= SET OF TASKS =
• A. In the text about the Grid Storage Management session, what was SRM designed for?
• B. Revise the text about the Grid Storage Management session from the words containing "We covered the" through "or coffee breaks.", replacing "jamboree" with "workshop".
• C. Continue the text about the Grid Storage Management session, starting after its last sentence.

Confederated conference confusion

Summaries of the data management sessions at last week's OGF, as well as more CHEP discussion, have appeared in the minutes of this week's storage meeting. Meanwhile, there is a HEPiX meeting this week, which will (probably) be discussed at the storage meeting next week - particularly if we can find someone who went to it. Share and Enjoy.

21 June 2010

Not uncontroversial

Very lively session for the Grid Storage Management community group.

We covered the new charter, agreed with the provision that we replace "EGEE" with something appropriate. We had a quick introduction to the protocol, an introduction which caused a lot more discussion than such introductions normally do.

Much of the time was spent discussing the WLCG data management jamboree. Which in a sense is outside the scope of the group, because the jamboree focused on data analysis, and SRM was designed for transfers and pre-staging and suchlike, completely different use cases.

Normally we have presentations from users, particularly those outside HEP, but since we had run out of time, those discussions had to be relegated to lunch or coffee breaks.

Slightly tricky with both experts and newbies in the room, giving introductions to SRM and also discussing technical issues. But this is how OGF works, and it is a Good Thing™ - it ensures that the discussions are open and exposes our work to others and let others provide input.

= DATA LINES =
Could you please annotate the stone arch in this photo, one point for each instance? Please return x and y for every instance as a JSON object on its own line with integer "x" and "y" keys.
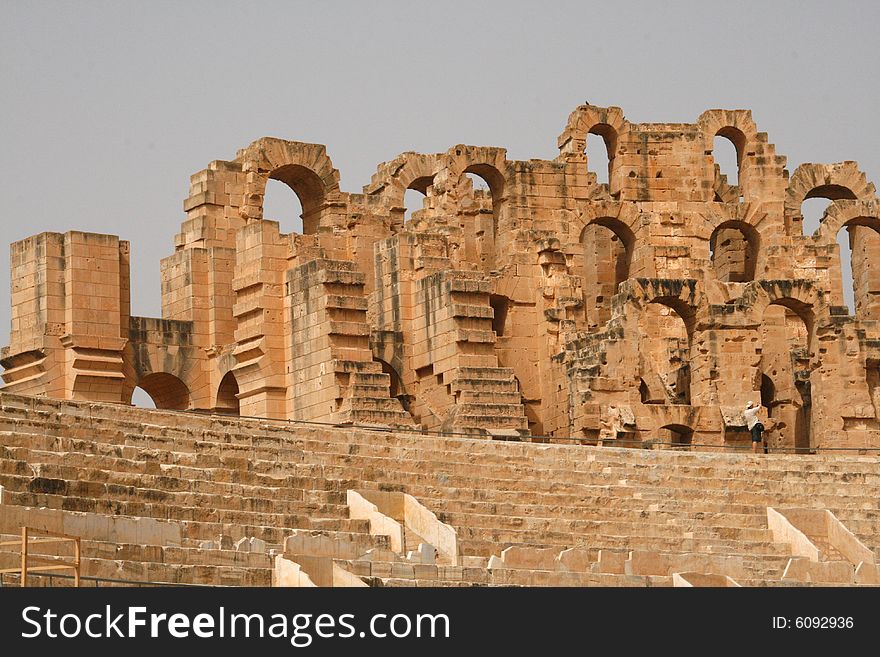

= ANSWERS =
• A. SRM was designed for transfers, pre-staging and similar uses.

• B.
We covered the new charter, agreed with the provision that we replace "EGEE" with something appropriate. We had a quick introduction to the protocol, an introduction which caused a lot more discussion than such introductions normally do.

Much of the time was spent discussing the WLCG data management workshop. Which in a sense is outside the scope of the group, because the workshop focused on data analysis, and SRM was designed for transfers and pre-staging and suchlike, completely different use cases.

Normally we have presentations from users, particularly those outside HEP, but since we had run out of time, those discussions had to be relegated to lunch or coffee breaks.

• C.
20 June 2010

Too good to be true?

A grid filesystem with: transparent replication and partial replication, striping, POSIX interface and semantics, checksumming. Open source - GPL - and, unlike some grid "open source projects" we can mention, you can actually download the source. As fast as ext4 for linux kernel build. Planning NFSv4 and/or WebDAV interfaces.

This is the promise of XtreemFS, the filesystem part (but independent part) of XtreemOS, an EU funded project. More on this later in our weekly meetings.

02 June 2009

SRM protocol status

The Grid Storage Management working group (GSM-WG) in OGF exists to standardise the SRM protocol. Why standardise? We need this to ensure the process stays open, and can benefit other communities than WLCG.
The SRM document is GFD.129, and we now have an experiences document available for public comments. You are invited to read this document and submit your comments - thanks!
You can even do so anonymously!